Below are entries. Copy exactly the lines running from the line that holds "Scan for green pencil." to the line that holds "Scan for child with glasses.", with both ends included.

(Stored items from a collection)
────────────────────

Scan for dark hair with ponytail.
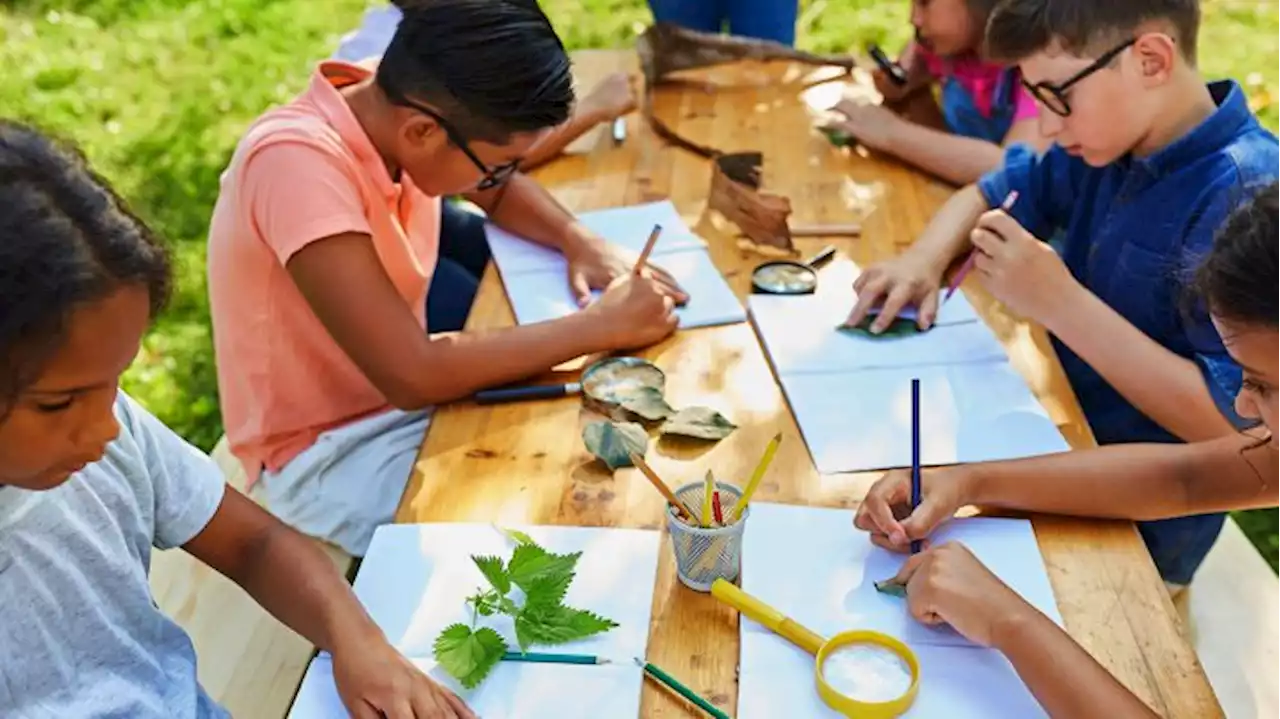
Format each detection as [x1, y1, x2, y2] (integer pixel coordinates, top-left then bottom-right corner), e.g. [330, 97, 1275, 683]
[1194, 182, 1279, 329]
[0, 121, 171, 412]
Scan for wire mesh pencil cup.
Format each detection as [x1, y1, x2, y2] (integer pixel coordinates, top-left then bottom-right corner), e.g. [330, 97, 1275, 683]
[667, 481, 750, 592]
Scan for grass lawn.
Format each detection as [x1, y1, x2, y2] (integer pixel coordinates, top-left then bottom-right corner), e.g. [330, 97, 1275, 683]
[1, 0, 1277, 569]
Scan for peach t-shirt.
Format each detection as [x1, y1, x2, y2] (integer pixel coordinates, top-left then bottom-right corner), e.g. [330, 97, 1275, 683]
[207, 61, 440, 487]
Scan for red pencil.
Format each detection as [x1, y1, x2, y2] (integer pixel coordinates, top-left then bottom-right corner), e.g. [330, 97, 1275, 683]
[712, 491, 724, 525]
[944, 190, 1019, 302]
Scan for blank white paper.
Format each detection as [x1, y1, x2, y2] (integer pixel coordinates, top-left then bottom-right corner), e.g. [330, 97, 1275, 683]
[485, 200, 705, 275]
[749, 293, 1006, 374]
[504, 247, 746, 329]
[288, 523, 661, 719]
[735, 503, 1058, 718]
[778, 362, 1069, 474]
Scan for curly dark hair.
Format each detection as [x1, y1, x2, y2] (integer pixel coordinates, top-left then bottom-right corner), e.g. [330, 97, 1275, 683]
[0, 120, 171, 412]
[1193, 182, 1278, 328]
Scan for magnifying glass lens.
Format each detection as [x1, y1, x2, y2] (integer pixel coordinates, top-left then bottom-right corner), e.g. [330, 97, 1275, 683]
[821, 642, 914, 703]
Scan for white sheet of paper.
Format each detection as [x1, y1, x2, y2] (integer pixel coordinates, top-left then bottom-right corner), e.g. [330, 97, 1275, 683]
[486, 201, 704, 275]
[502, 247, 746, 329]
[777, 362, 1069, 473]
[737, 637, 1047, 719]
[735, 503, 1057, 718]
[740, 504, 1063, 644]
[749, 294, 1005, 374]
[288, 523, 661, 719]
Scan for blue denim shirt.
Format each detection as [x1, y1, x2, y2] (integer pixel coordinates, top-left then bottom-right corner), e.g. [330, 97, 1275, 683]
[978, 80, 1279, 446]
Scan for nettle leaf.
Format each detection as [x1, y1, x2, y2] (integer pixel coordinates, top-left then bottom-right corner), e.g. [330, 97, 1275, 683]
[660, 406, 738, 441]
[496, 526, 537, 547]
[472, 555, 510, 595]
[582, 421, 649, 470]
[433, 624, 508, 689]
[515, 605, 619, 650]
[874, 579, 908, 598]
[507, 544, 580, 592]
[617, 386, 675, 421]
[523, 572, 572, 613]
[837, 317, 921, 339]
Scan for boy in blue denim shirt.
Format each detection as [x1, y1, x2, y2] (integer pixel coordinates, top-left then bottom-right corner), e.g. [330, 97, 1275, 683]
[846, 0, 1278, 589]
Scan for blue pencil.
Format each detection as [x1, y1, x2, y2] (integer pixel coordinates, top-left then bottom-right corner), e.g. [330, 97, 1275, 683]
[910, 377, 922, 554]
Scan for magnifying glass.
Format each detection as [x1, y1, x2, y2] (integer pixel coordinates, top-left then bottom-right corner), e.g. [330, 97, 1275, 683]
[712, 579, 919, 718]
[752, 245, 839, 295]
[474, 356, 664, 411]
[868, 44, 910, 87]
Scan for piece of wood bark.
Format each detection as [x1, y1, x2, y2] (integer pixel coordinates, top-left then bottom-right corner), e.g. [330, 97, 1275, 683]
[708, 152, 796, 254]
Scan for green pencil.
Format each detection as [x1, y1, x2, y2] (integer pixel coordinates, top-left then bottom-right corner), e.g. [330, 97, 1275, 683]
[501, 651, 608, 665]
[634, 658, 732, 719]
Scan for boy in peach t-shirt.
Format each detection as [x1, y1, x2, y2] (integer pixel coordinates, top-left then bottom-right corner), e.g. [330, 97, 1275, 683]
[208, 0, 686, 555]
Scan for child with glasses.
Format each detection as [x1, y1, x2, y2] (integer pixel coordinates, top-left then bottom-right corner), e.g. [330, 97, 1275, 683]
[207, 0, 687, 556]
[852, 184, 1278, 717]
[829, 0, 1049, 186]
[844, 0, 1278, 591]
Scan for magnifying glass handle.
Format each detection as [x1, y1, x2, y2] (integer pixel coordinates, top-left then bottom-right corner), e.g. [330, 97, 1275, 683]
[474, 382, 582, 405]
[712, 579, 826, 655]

────────────────────

> _OUTPUT FOR THIS TASK_
Scan for green pencil.
Format each detection as [x1, y1, x2, y2] (integer pixel coordinates, top-left then bottom-right corner), e.g. [330, 97, 1275, 683]
[501, 651, 608, 665]
[634, 658, 732, 719]
Scan for boy in peach t-shirt.
Format each detection as [x1, y1, x2, y2] (integer pixel coordinates, top-left then bottom-right corner), e.g. [330, 97, 1275, 683]
[208, 0, 686, 555]
Scan for child with glasses.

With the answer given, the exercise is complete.